Format every line of the listing below as a JSON list of strings, one string per line, leaving out blank lines.

◇ ◇ ◇ ◇ ◇ ◇ ◇

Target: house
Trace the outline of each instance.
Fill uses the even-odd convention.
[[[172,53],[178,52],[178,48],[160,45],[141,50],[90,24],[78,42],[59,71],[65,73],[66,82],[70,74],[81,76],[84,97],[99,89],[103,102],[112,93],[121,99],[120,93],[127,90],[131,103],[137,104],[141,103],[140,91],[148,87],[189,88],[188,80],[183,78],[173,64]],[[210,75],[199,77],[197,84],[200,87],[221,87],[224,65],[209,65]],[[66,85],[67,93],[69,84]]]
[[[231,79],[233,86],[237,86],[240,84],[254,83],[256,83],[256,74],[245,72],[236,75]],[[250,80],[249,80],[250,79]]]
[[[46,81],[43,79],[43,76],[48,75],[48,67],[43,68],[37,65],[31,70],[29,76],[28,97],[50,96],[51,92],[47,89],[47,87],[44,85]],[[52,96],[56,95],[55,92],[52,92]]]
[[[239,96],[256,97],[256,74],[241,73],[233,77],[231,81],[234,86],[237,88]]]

◇ ◇ ◇ ◇ ◇ ◇ ◇

▸ **Solution to this task**:
[
  "Target: house",
  "Trace the outline of each instance.",
  "Fill uses the even-odd convention.",
  "[[[172,53],[178,52],[178,48],[160,45],[141,50],[90,24],[78,42],[59,71],[65,73],[66,82],[70,74],[81,76],[84,97],[99,89],[103,102],[112,93],[121,99],[120,93],[127,90],[131,103],[137,104],[141,103],[140,91],[148,87],[189,88],[188,80],[183,78],[173,64]],[[210,75],[199,77],[197,84],[200,87],[221,87],[224,65],[209,65]],[[66,85],[67,93],[69,84]]]",
  "[[[231,79],[233,86],[237,86],[240,84],[254,83],[256,83],[256,74],[245,72],[236,75]],[[250,80],[249,80],[250,79]]]",
  "[[[46,81],[43,79],[43,76],[48,75],[48,67],[43,68],[37,65],[31,70],[29,76],[28,97],[50,96],[51,92],[47,89],[47,87],[44,85]],[[52,96],[56,95],[55,92],[52,92]]]",
  "[[[239,96],[256,97],[256,74],[241,73],[233,77],[231,81],[234,86],[237,88]]]"
]